# Brief 1
Render this sentence from the theater review into Spanish: "He is a fair man and a good man."

Aug. 1 2012 01:24 PM

Classic musical at Moonlight Amphitheatre leads our rundown of plays in local production

David Ellenstein as Tevye
Photo by Ken Jacques

    Tevye, the milkman of Anatevka, is a man who weighs his decisions carefully. On the one hand, this. On the other hand, that. He is a fair man and a good man.

    So, to borrow from Tevye: On the one hand, Fiddler on the Roof is a 48-year-old musical that many theatergoers have seen before, perhaps two or three times. On the other hand, there's a young generation for whom the story of the Russian Jew, his daughters, their suitors and the oppression of the tsar at the turn of the 20th century is new and capable of opening their eyes wide. Both generations are in attendance at Moonlight Amphitheatre in Vista, where Producing Artistic Director Kathy Brombacher, who'll retire at the end of the company's 2012 season, directs a warm and winning show.

    The measure of any production of the 1964 classic based on stories by Sholom Aleichem is its Tevye. David Ellenstein, who's the artistic director of North Coast Rep, makes his acting debut at Moonlight and brings tenderness, generosity of spirit and well-timed humor to Fiddler's emotional anchor. He moves back and forth across Moonlight's open-air stage with the sheer jauntiness called for at one moment and, at another, the world-weariness of a man deeply devoted to God and family whose traditions are under siege.

# Brief 2
Reproduce the listing verbatim, beginning at the line that contains "find the knuckle" and continuing through the final line of the listing, with the pictures omitted.

Stored dataset items:

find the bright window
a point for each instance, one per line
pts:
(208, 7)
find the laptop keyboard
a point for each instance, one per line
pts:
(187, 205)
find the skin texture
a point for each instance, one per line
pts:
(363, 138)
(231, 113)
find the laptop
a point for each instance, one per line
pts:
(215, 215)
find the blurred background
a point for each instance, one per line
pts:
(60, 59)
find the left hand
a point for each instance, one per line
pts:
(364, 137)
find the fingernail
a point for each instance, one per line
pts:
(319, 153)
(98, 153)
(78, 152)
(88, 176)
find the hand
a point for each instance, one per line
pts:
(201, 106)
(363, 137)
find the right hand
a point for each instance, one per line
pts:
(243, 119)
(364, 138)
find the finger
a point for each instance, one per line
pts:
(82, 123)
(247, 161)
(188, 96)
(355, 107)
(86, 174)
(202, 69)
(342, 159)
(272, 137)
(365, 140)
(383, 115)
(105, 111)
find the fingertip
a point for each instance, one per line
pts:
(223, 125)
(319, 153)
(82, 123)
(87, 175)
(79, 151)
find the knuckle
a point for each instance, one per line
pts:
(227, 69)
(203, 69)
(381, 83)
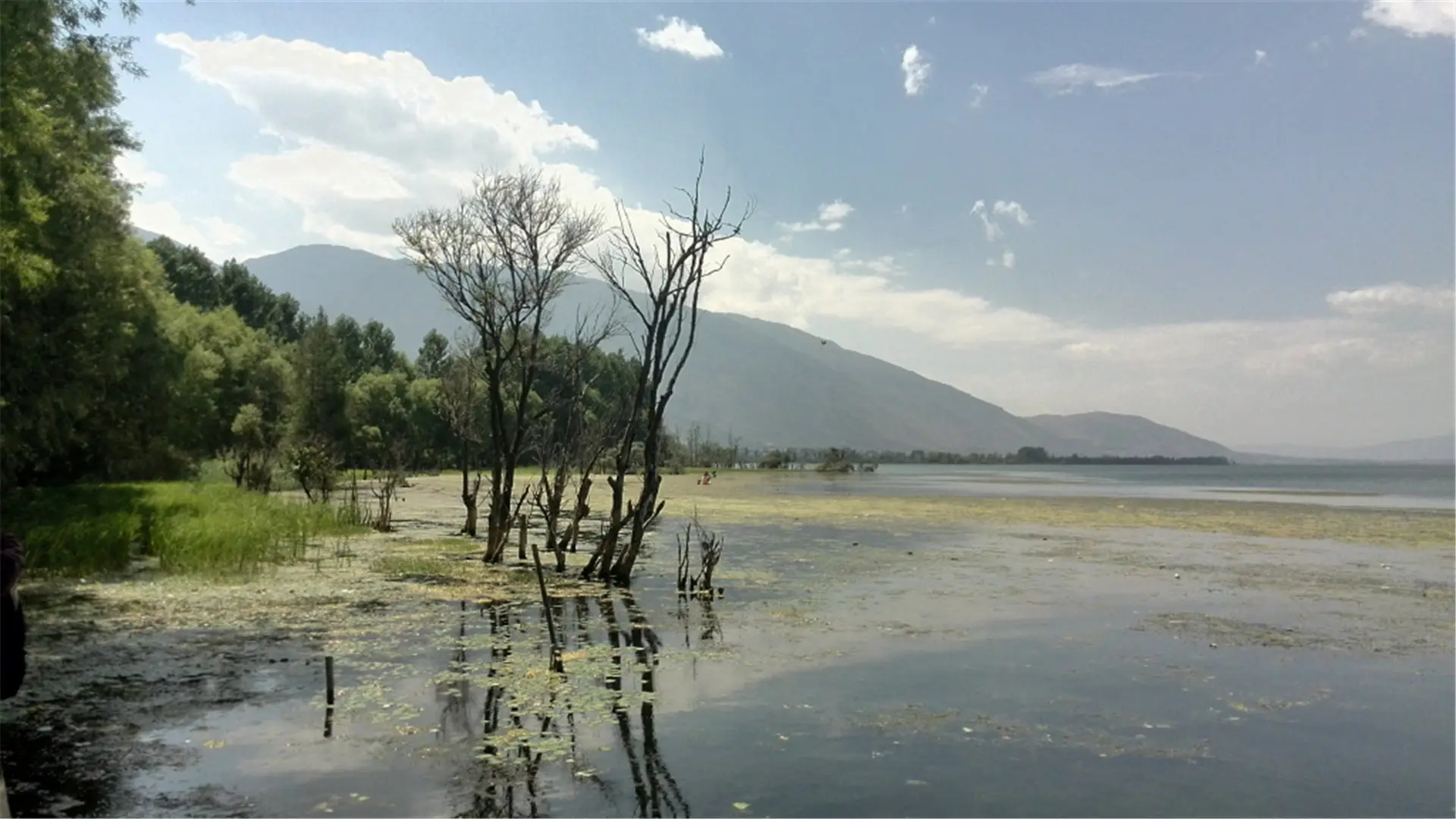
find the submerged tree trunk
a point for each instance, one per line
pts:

# Exercise output 1
Es un hombre justo y un hombre bueno.

# Exercise output 2
find the knuckle
a point for each instance, one per line
pts:
(227, 69)
(203, 69)
(381, 83)
find the submerged tree trunk
a point for each instance, one per line
pts:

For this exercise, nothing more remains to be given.